Exercise passage
+===+
The maximum value per country was taken out and stored in the final variable.

In [None]:
vaccinated_people_per_hundred_final = vaccinated_people_per_hundred[vaccinated_people_per_hundred["people_vaccinated_per_hundred"] == vaccinated_people_per_hundred.groupby("country")["people_vaccinated_per_hundred"].transform("max")]

In [None]:
vaccinated_people_per_hundred_final.shape

A brief check showed that there were duplicate values which were successfully removed. There were not missing values or wrong data types.

In [None]:
vaccinated_people_per_hundred_final = vaccinated_people_per_hundred_final.drop_duplicates()

In [None]:
vaccinated_people_per_hundred_final.shape

In [None]:
vaccinated_people_per_hundred_final.isna().any()

The plotting function was not used in this case since logarithmic scale is unnecessary. 

The code lines below display the progress made by countries in COVID-19 immunization, per hundred people.

In [None]:
# Display the first part of the dataset
vaccinated_people_per_hundred_final.set_index("country")[:57].plot(kind = "bar", figsize = (18, 6), color = "coral")
plt.title("Vaccinated people, per hundred, until 8 April, 2021 [part I]")
plt.xlabel("Countries")
plt.ylabel("Vaccinated people, per hundred")
plt.margins(x = 0)
plt.xticks(fontsize = 10, rotation = 90)
plt.show()

In [None]:
# Display the second part of the dataset
vaccinated_people_per_hundred_final.set_index("country")[57:114].plot(kind = "bar", figsize = (18, 6), color = "coral")
plt.title("Vaccinated people, per hundred, until 8 April, 2021 [part II]")
plt.xlabel("Countries")
plt.ylabel("Vaccinated people, per hundred")
plt.margins(x = 0)
plt.xticks(fontsize = 10, rotation = 90)
plt.show()

In [None]:
# Display the third part of the dataset
vaccinated_people_per_hundred_final.set_index("country")[114:].plot(kind = "bar", figsize = (18, 6), color = "coral")
+===+
Problems to work on
a: In the vaccination notebook excerpt, write out the stretch from "The plotting function" through "per hundred people." again, changing "COVID-19 immunization" to "COVID-19 vaccination".
b: Translate this sentence from the vaccination notebook excerpt into Spanish: "The maximum value per country was taken out and stored in the final variable."
The entries that follow come from a separate source.
+===+
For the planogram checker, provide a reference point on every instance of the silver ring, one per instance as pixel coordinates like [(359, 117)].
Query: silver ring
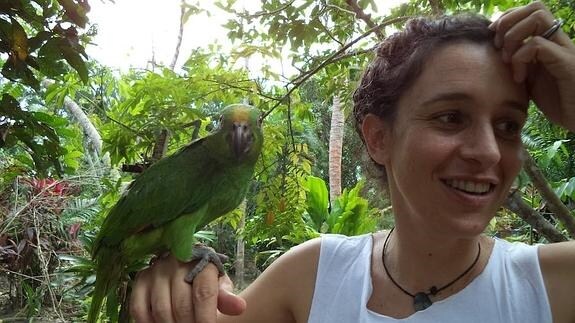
[(557, 23)]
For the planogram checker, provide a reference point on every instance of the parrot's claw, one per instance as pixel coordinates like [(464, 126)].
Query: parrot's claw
[(205, 255)]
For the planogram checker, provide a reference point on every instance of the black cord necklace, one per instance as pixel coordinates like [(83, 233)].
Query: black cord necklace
[(421, 300)]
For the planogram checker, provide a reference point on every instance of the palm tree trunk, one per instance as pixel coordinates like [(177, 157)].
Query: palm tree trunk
[(335, 149)]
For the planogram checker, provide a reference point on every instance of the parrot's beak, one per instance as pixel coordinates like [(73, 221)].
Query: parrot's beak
[(241, 139)]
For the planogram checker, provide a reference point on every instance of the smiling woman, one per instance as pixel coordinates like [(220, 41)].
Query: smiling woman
[(440, 110)]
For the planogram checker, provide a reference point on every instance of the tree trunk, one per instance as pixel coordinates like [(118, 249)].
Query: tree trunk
[(240, 250), (335, 149), (89, 130)]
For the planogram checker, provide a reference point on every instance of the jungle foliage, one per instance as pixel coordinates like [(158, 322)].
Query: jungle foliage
[(56, 185)]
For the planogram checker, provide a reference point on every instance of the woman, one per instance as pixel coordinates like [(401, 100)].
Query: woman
[(440, 111)]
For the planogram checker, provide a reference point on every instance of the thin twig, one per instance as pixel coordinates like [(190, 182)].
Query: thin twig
[(554, 203)]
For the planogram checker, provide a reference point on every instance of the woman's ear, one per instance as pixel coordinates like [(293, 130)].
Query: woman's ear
[(375, 133)]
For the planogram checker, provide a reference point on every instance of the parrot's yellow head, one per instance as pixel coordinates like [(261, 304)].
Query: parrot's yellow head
[(241, 126)]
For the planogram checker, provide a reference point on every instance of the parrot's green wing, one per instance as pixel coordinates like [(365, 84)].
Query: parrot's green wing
[(177, 185), (172, 199)]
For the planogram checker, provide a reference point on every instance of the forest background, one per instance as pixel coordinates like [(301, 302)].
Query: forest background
[(74, 133)]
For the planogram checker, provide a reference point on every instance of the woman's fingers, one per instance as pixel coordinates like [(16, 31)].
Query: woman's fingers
[(181, 294), (140, 301), (160, 294), (205, 290), (228, 302)]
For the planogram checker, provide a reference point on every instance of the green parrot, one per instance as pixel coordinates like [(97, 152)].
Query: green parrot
[(166, 204)]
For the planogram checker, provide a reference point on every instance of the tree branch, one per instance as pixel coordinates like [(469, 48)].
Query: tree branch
[(554, 204), (515, 204), (180, 35), (333, 57), (359, 13)]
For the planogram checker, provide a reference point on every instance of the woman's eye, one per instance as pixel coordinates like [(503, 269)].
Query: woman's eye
[(509, 128), (450, 118)]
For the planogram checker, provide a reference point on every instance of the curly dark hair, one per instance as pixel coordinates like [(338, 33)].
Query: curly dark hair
[(400, 59)]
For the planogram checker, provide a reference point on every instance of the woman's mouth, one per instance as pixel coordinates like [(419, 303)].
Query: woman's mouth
[(470, 187)]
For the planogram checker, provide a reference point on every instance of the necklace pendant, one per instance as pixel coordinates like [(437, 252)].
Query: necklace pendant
[(421, 301)]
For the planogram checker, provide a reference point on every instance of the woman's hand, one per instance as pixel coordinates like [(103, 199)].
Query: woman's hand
[(547, 65), (160, 294)]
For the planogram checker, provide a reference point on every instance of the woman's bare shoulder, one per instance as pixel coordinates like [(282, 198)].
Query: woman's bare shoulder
[(557, 261)]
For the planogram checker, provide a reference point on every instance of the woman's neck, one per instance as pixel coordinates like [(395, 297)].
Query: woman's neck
[(418, 260)]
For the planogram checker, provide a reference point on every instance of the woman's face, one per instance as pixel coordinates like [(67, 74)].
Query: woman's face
[(454, 149)]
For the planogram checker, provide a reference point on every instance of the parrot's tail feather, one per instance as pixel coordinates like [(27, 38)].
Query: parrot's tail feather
[(108, 274)]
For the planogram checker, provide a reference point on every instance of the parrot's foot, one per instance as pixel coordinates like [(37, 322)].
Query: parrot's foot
[(205, 255)]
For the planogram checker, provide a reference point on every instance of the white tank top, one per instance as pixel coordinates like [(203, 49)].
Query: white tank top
[(510, 288)]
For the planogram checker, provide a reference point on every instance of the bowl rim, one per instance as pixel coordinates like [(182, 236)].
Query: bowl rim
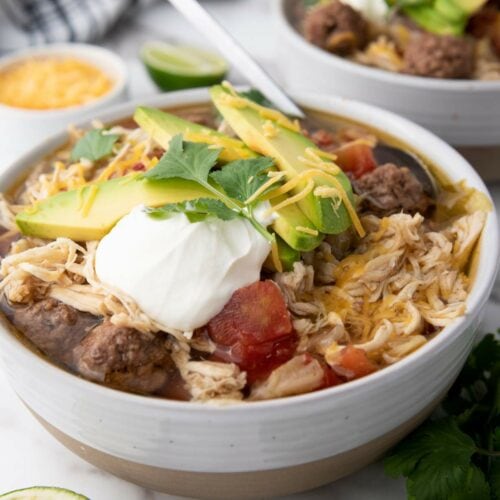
[(115, 68), (362, 71), (476, 299)]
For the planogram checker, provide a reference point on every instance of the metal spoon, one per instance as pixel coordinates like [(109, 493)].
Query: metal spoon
[(240, 58)]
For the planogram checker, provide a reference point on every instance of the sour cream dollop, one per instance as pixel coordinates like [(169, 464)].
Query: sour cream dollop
[(374, 10), (181, 274)]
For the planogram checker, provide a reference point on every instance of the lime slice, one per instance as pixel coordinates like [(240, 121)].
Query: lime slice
[(42, 493), (174, 67)]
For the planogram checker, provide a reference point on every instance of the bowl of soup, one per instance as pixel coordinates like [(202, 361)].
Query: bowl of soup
[(446, 83), (45, 89), (240, 306)]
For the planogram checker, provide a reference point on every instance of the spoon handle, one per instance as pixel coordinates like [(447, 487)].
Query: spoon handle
[(238, 56)]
+===+
Responses in order
a:
The plotting function was not used in this case since logarithmic scale is unnecessary. 

The code lines below display the progress made by countries in COVID-19 vaccination, per hundred people.

b: Se extrajo el valor máximo por país y se almacenó en la variable final.